DATA SHOWN:
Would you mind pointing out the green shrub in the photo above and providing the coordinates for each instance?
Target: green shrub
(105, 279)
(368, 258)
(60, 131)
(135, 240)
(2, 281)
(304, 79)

PROMPT:
Could you return the complete set of entries exactly?

TASK RESPONSE:
Would you mind pointing out the green shrub in the photo above and providing the coordinates for each instance?
Target: green shrub
(105, 279)
(368, 258)
(60, 131)
(135, 240)
(2, 281)
(304, 79)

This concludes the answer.